- [Activity list]
[1] Summarize the text on Tim Curry's music in two sentences.
[2] Please list every song by Curry that the text on Tim Curry's music names.
[3] Translate this sentence from the text on Tim Curry's music into Spanish: "Curry even updated the tune for a performance on the Tracey Ullman show!"

- [Text segment]
•••••

Anyway, I continued to follow Curry’s musical career. Post-Rocky, he started up an amazing rock-n-cabaret band, with Alice Cooper’s fiery lead guitarist Dick Wagner.

 

Curry’s big, booming voice was perfectly suited for the theatrical rock opera-esque songs, most of which managed to be both gritty urban and feather-fay at the same time – think Springsteen concert as staged by Twyla Tharp.

 

 

Over several solo albums, Curry enjoyed a few moderate “hits,” including “Paradise Garage,” a snarky rocker about a famous New York City disco – the (excellent) video includes a shot of Curry making faces at a guy walking by dressed as Frank ‘N’ Furter –

 

 

“I Do the Rock” was probably his best known tune, with its stream of consciousness namedropping rap. Curry even updated the tune for a performance on the Tracey Ullman show!

 

 

But most every song on Curry’s albums was a jewel, especially smoldering burners like “Sloe Gin,” an all-out “Stairway” style masterwork still frequently covered by guitar gods –

 

 

Checkout this amazing version by the amazingly(ly obcure) Joe Bonamassa (hand to gawd, if you haven't heard this guy, wailing THIS tune, you will seek me out wherever I may be in this whole wide world, just to shake my hand and thank me for turning you on to this):

 

 

However, for some reason, Curry’s rock and roll fire never quite caught – his deep voiced operatic style clearly foreshadowed the VERY similar music in the two Eddie and the Cruisers movies, as performed by the Beaver Brown band (and lip synched by the actors). In addition, groups like Sisters of Mercy, Oingo Boingo (whose original Mystic Knights cabaret act was directly inspired by Rocky), the Cult, and even Guns N’ Roses and U2 may well some of their inspiration to Curry’s music. Many similarities -----

 

Certainly Meatloaf’s Bat Out of Hell looks, feels, AND sounds like a direct descendent of Tim Curry’s rock and roll experiment, as do the Dresden Dolls, the Killers, and a number of other contemporaries.

•••••

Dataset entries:
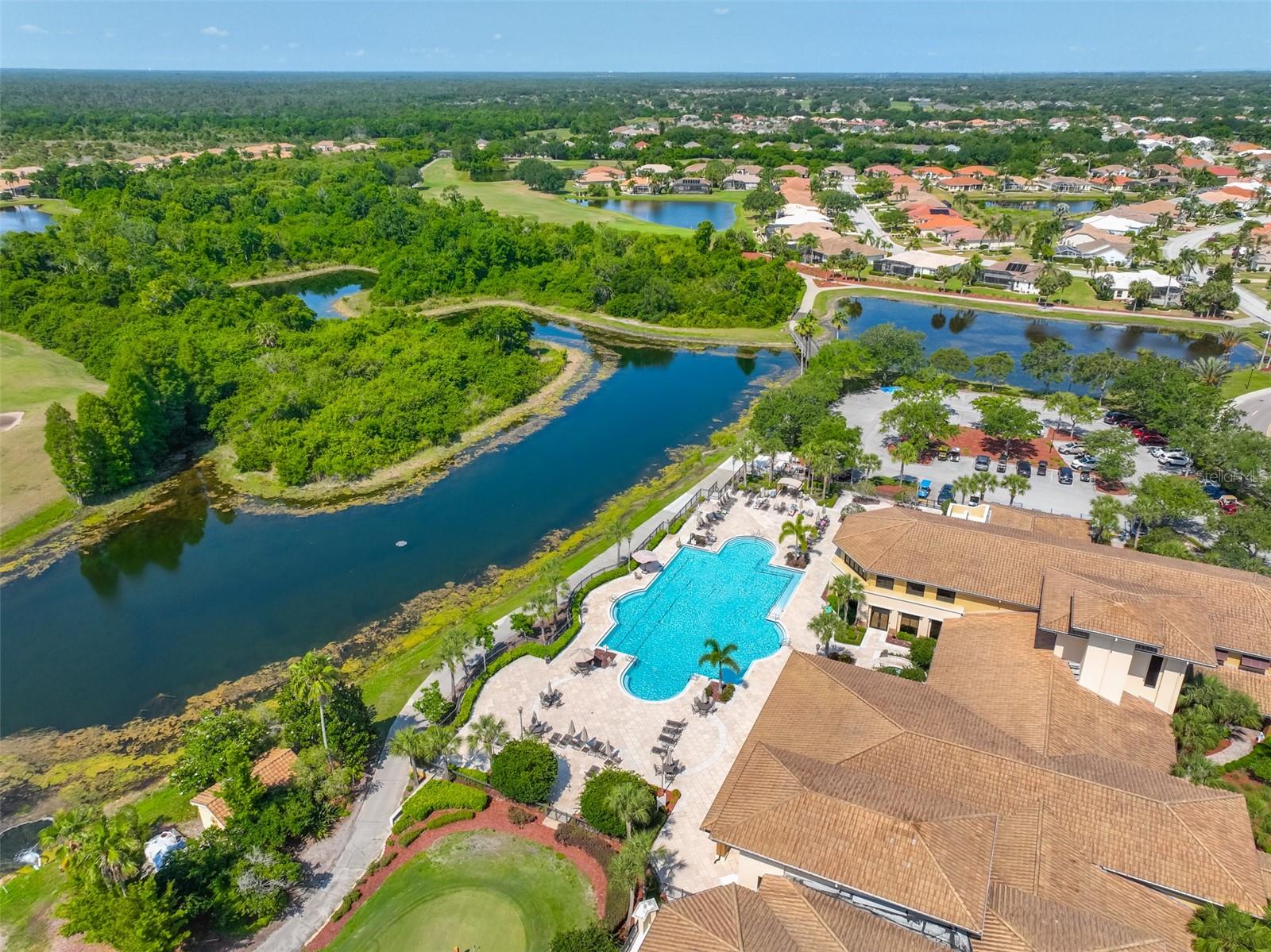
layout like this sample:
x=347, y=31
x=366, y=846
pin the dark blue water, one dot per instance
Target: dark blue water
x=196, y=592
x=321, y=291
x=686, y=214
x=980, y=332
x=1077, y=206
x=23, y=218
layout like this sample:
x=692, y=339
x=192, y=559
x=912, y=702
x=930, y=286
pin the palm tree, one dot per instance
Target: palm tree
x=848, y=590
x=906, y=453
x=798, y=530
x=1211, y=370
x=632, y=802
x=1016, y=484
x=315, y=679
x=486, y=734
x=720, y=657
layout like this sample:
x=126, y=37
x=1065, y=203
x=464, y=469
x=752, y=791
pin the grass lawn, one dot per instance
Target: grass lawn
x=516, y=198
x=33, y=378
x=473, y=891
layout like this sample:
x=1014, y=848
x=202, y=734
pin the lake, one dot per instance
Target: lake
x=980, y=332
x=678, y=214
x=196, y=592
x=23, y=218
x=1076, y=206
x=321, y=291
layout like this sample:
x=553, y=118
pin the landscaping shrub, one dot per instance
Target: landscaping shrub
x=524, y=770
x=438, y=795
x=520, y=816
x=446, y=819
x=589, y=939
x=594, y=804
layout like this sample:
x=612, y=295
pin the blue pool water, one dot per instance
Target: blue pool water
x=699, y=595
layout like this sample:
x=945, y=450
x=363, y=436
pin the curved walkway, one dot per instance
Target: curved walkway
x=493, y=818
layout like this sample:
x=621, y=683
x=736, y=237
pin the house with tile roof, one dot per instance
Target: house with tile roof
x=272, y=769
x=874, y=814
x=1128, y=624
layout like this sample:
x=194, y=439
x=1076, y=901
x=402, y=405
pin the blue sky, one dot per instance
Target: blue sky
x=732, y=36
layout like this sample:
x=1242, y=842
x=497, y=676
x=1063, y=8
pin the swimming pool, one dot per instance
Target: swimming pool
x=699, y=595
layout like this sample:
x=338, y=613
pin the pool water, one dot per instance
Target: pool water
x=699, y=595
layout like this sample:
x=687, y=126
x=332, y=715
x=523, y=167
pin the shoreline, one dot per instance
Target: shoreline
x=413, y=473
x=771, y=338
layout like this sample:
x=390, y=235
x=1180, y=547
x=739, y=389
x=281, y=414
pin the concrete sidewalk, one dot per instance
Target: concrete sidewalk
x=337, y=862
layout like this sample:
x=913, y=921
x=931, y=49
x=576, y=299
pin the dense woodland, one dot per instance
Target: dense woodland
x=135, y=287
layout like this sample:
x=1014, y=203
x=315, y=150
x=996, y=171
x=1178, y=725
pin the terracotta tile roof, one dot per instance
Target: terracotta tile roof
x=1008, y=565
x=272, y=769
x=1001, y=668
x=781, y=916
x=1122, y=818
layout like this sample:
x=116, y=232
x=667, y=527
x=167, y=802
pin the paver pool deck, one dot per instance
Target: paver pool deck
x=599, y=702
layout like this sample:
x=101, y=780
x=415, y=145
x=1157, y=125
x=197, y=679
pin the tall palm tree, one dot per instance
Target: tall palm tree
x=315, y=679
x=486, y=734
x=848, y=590
x=1211, y=370
x=798, y=530
x=632, y=802
x=720, y=656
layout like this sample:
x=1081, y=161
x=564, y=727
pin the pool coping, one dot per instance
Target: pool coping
x=800, y=573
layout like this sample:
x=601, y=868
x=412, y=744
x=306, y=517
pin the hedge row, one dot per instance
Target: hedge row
x=539, y=651
x=438, y=795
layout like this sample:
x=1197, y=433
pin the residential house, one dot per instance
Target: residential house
x=1093, y=245
x=963, y=183
x=1126, y=623
x=272, y=769
x=1166, y=290
x=690, y=184
x=740, y=182
x=998, y=807
x=1018, y=275
x=917, y=264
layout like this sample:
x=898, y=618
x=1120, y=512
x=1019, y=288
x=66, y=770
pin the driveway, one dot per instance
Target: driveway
x=1046, y=493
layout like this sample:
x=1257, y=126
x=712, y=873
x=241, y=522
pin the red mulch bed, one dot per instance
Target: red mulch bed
x=493, y=818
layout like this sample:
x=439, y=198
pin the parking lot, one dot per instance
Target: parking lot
x=1045, y=492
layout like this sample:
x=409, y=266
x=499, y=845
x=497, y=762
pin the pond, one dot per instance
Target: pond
x=980, y=332
x=322, y=291
x=196, y=592
x=23, y=218
x=678, y=214
x=1076, y=206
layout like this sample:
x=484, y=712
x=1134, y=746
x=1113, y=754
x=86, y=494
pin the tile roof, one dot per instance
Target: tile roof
x=1010, y=565
x=999, y=666
x=781, y=916
x=1124, y=818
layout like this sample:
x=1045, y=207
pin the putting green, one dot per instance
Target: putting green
x=478, y=891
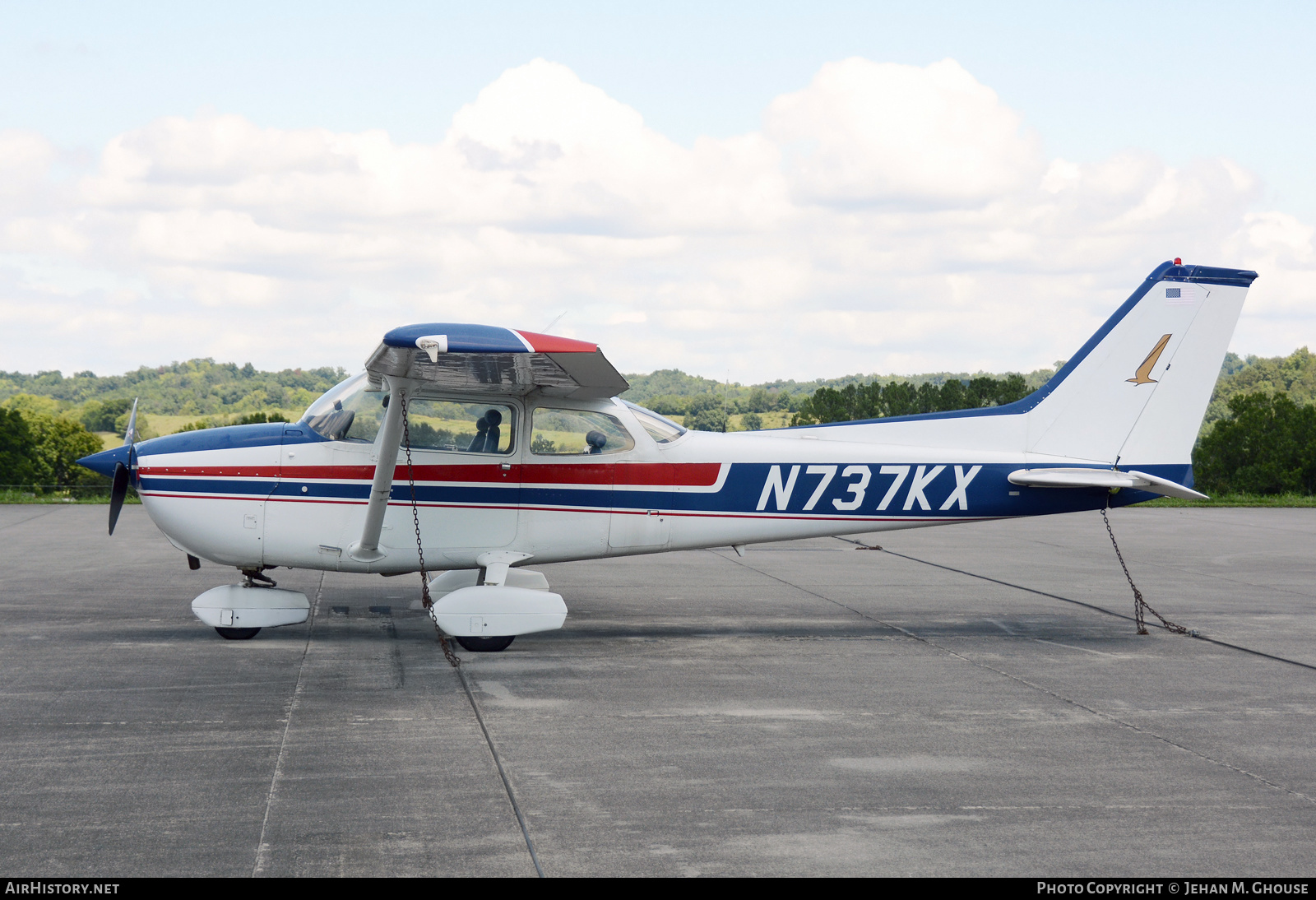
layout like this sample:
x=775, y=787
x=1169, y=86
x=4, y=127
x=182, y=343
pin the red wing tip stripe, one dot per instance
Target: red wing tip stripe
x=553, y=344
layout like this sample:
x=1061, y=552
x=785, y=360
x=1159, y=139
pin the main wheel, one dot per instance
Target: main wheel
x=487, y=645
x=237, y=633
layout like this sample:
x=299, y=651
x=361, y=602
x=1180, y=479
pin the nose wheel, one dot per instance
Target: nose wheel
x=486, y=645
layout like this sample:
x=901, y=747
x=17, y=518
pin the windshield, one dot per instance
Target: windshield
x=664, y=430
x=348, y=412
x=353, y=412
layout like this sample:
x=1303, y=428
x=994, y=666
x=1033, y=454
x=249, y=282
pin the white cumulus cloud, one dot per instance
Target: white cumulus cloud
x=885, y=219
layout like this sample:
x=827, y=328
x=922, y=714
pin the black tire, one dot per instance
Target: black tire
x=237, y=633
x=487, y=645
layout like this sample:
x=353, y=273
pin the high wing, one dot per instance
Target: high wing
x=489, y=360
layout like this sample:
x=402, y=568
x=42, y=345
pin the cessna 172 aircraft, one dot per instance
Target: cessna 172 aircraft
x=484, y=449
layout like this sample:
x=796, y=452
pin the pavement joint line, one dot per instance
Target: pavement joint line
x=1194, y=634
x=1019, y=680
x=502, y=772
x=262, y=847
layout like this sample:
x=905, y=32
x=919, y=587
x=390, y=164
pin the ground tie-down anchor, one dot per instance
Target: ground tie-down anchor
x=1138, y=603
x=425, y=601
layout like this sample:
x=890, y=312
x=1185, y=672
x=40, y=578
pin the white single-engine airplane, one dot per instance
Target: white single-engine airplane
x=482, y=449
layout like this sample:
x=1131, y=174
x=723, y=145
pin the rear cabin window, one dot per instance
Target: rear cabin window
x=559, y=432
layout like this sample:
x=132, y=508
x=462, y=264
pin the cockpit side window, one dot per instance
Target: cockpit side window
x=559, y=432
x=348, y=412
x=661, y=429
x=461, y=427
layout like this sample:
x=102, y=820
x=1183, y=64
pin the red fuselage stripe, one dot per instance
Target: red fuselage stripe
x=596, y=474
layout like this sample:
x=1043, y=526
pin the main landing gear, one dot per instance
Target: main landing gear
x=237, y=633
x=486, y=645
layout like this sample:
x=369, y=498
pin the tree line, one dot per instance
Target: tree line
x=1258, y=436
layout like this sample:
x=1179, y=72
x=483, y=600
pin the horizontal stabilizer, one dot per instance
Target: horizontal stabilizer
x=1102, y=478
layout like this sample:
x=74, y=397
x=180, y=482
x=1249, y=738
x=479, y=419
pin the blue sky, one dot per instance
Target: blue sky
x=1158, y=94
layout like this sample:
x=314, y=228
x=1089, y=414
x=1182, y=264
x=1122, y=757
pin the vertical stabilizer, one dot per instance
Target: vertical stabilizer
x=1136, y=392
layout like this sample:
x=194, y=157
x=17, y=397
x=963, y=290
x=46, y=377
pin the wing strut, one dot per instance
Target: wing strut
x=382, y=489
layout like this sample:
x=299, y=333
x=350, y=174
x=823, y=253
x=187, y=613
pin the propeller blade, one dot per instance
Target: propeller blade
x=131, y=434
x=116, y=494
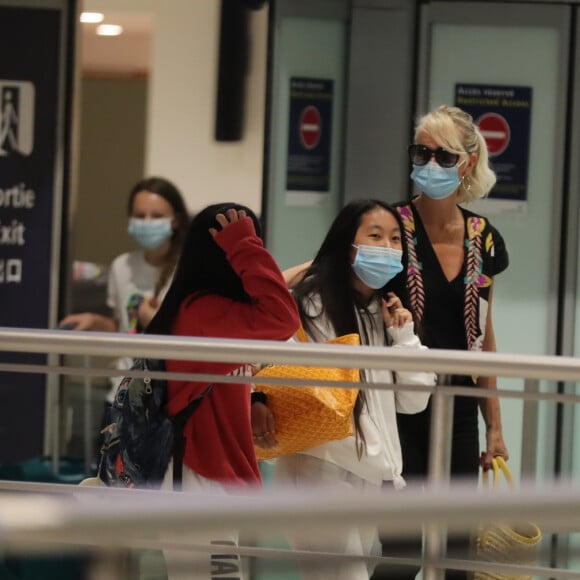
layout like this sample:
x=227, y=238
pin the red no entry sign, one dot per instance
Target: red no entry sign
x=310, y=127
x=495, y=131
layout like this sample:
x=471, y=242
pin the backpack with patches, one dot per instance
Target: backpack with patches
x=140, y=438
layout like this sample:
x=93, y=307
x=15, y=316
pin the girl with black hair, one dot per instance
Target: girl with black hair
x=226, y=285
x=355, y=285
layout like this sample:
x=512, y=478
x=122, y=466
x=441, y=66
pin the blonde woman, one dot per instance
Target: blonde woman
x=454, y=256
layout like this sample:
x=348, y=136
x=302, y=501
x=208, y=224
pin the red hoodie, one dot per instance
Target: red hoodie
x=219, y=440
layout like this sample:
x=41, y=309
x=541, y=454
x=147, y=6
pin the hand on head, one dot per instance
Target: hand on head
x=232, y=216
x=83, y=321
x=393, y=312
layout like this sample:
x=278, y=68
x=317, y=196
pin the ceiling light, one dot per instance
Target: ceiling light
x=109, y=30
x=92, y=17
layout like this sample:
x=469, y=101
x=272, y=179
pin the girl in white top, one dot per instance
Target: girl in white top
x=158, y=220
x=138, y=280
x=354, y=285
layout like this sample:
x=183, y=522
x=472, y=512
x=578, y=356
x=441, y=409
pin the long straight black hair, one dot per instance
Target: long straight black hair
x=202, y=268
x=330, y=276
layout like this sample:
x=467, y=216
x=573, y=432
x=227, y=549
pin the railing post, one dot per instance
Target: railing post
x=530, y=430
x=87, y=417
x=439, y=474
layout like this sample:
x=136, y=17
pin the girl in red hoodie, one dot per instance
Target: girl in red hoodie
x=226, y=285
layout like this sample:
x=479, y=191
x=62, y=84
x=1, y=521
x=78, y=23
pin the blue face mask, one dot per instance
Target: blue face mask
x=150, y=234
x=376, y=266
x=435, y=181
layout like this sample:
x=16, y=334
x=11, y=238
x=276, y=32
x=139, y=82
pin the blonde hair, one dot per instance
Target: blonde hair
x=454, y=129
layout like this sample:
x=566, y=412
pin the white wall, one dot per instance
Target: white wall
x=182, y=93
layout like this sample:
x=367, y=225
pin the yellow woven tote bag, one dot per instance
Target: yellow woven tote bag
x=309, y=416
x=506, y=543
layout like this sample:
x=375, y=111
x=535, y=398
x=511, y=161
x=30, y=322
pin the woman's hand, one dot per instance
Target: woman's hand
x=495, y=447
x=147, y=310
x=263, y=426
x=393, y=312
x=232, y=216
x=88, y=321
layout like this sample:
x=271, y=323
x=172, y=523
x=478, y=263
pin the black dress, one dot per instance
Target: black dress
x=451, y=315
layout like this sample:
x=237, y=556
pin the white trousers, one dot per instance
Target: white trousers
x=300, y=470
x=200, y=565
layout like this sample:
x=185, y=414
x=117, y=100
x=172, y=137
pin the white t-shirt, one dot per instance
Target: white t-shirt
x=382, y=459
x=131, y=279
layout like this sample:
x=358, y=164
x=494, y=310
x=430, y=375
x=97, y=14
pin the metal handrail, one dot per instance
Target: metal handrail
x=557, y=368
x=93, y=344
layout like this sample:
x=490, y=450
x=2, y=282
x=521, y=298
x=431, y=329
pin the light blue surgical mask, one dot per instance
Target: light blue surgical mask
x=376, y=266
x=435, y=181
x=150, y=233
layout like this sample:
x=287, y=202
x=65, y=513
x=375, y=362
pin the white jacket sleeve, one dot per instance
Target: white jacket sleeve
x=408, y=401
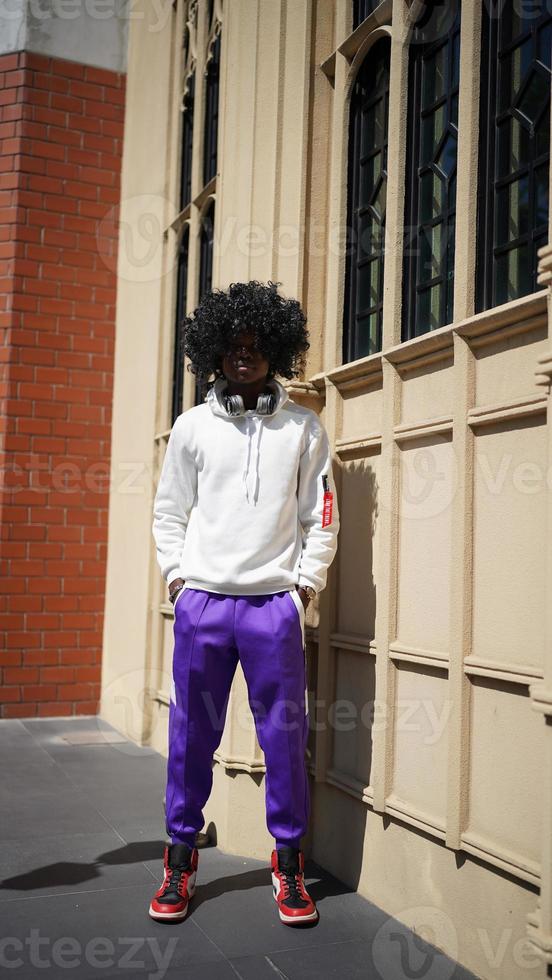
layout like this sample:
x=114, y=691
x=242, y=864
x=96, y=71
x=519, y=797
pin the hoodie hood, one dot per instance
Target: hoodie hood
x=253, y=420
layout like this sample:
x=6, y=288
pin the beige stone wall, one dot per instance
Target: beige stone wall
x=436, y=804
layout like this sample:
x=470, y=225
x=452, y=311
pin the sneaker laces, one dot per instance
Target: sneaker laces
x=182, y=859
x=291, y=875
x=174, y=883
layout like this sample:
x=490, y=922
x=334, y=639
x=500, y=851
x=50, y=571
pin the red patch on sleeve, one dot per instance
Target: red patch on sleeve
x=327, y=508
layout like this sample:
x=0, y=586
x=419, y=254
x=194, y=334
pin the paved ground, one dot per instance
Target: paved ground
x=81, y=832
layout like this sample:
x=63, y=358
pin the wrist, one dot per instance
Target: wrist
x=308, y=590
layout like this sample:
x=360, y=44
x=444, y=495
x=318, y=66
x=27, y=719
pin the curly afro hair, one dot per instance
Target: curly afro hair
x=279, y=326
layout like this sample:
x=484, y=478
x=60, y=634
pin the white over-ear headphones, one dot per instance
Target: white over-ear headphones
x=235, y=406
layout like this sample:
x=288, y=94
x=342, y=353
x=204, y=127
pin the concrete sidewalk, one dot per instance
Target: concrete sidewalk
x=81, y=830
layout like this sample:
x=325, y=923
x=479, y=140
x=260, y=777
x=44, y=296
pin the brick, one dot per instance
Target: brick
x=69, y=69
x=75, y=656
x=14, y=79
x=53, y=202
x=101, y=76
x=65, y=137
x=86, y=124
x=9, y=694
x=58, y=675
x=51, y=83
x=86, y=158
x=36, y=62
x=10, y=658
x=73, y=692
x=87, y=708
x=25, y=163
x=21, y=675
x=68, y=103
x=91, y=674
x=53, y=710
x=19, y=711
x=42, y=657
x=9, y=62
x=81, y=190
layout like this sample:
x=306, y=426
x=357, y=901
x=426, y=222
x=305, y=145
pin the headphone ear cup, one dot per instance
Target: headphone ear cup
x=234, y=404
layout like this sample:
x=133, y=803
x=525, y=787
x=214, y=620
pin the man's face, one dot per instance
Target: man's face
x=243, y=362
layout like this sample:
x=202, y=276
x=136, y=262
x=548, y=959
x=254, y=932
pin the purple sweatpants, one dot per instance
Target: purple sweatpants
x=265, y=633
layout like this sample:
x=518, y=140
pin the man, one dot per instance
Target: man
x=245, y=524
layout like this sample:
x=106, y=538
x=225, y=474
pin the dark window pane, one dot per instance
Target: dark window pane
x=187, y=135
x=541, y=193
x=432, y=139
x=361, y=9
x=178, y=362
x=367, y=195
x=514, y=156
x=512, y=211
x=211, y=114
x=513, y=274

•••••

- [Solutions to the tasks]
[1] After Rocky, Curry started a rock-and-cabaret band with Alice Cooper's lead guitarist Dick Wagner and had a few moderate hits over several solo albums, including "Paradise Garage" and "I Do the Rock." His rock career never quite caught on, but his deep-voiced operatic style foreshadowed the music in the two Eddie and the Cruisers movies, and Meatloaf's Bat Out of Hell is called a direct descendant of his rock and roll experiment.

[2]
"Paradise Garage"
"I Do the Rock"
"Sloe Gin"

[3] ¡Curry incluso actualizó la canción para una actuación en el programa de Tracey Ullman!